Data listing START

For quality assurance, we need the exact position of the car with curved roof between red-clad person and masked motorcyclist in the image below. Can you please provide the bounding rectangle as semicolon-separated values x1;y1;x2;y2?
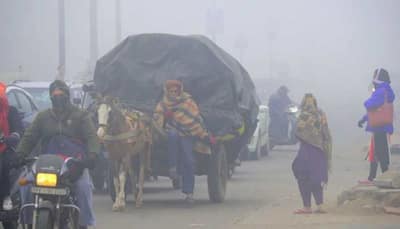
6;85;39;128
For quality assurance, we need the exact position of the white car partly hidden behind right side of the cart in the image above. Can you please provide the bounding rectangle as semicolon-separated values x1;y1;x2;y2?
247;105;269;160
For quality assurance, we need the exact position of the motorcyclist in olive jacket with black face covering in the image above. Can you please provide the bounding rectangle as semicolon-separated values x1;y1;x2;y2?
17;80;99;228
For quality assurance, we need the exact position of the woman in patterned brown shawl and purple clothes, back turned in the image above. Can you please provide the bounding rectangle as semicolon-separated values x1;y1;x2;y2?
292;94;332;214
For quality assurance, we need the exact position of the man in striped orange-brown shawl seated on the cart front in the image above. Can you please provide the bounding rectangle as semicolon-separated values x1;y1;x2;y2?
154;80;216;204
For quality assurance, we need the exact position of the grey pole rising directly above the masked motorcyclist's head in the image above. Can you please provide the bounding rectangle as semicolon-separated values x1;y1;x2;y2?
56;0;65;80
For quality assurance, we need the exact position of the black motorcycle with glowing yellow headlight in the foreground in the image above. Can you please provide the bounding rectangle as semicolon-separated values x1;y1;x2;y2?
20;154;83;229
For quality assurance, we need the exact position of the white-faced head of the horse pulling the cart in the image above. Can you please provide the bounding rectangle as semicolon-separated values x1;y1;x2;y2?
97;96;115;138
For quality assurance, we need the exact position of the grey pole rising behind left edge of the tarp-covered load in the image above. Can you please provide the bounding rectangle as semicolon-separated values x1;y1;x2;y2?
89;0;98;77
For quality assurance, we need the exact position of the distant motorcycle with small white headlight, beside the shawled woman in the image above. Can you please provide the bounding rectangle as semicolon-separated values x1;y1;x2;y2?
269;104;300;150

Data listing END

(Aim of the exercise)
Produce an exact reprint of the entries, dropping the images.

(Output for this task)
For quality assurance, we need the exact position of the car with curved roof between red-clad person and masked motorcyclist in the image below. Can you please provide the bounding rectangle as semicolon-separated values x1;y1;x2;y2?
6;85;39;128
For quality assurance, we need the exact position of the white car partly hidden behind right side of the cart in the image above. Can you please provide the bounding rectangle as semicolon-separated values x1;y1;x2;y2?
247;105;269;160
For quality assurance, we need the exact position of the motorcyclist in olive jacket with black face covering in the image above. Can you please provide the bounding rectangle as semicolon-separated values x1;y1;x2;y2?
17;80;99;228
For quality assurance, we need the exact position of the woman in patterned brown shawl and purple clothes, back turned in the image above. Can you please provide the bounding rectangle as semicolon-separated values x1;y1;x2;y2?
292;94;332;214
For quality assurance, we need the exact position of the man in striped orange-brown shawl seated on the cart front in the image above. Can you please provide the bounding rectangle as semicolon-separated values x1;y1;x2;y2?
154;80;216;204
For quality assurance, we need the exact position of the grey pole rising directly above the masked motorcyclist's head in the image above. Can you please provide the bounding rectangle as semicolon-separated values x1;y1;x2;y2?
56;0;65;80
For quality assurance, we need the exact position of the black motorcycle with glowing yellow headlight in the foreground in the image above. Can you please provide the bounding rectangle as semicolon-separated values x1;y1;x2;y2?
20;154;83;229
For quality assurance, we need the exact position of the white-faced head of the horse pulling the cart in the image above. Can you please provide the bounding rectangle as semicolon-separated values x1;y1;x2;y2?
97;96;115;138
For quality assurance, we need the exact position of the grey pole rising behind left edge of the tarp-covered load in the image above. Can you please provide the bounding rectangle as semicolon-separated values x1;y1;x2;y2?
89;0;98;77
For quality assurance, we need the exact position of the distant motorcycle with small white headlight, beside the shawled woman in the image above. Can you please provide the bounding rectangle as semicolon-separated values x1;y1;x2;y2?
269;104;300;150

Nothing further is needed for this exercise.